"""
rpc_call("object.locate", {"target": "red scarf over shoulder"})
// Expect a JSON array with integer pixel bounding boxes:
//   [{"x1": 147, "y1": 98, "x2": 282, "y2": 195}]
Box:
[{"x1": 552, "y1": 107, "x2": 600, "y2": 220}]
"""
Exercise objective = Rewrite the records above, switching "scarf" to "shawl" and leaving everything else unchanged.

Answer =
rpc_call("object.locate", {"target": "red shawl over shoulder"})
// Expect a JSON array with integer pixel bounding boxes:
//   [{"x1": 147, "y1": 98, "x2": 282, "y2": 195}]
Box:
[{"x1": 552, "y1": 107, "x2": 600, "y2": 220}]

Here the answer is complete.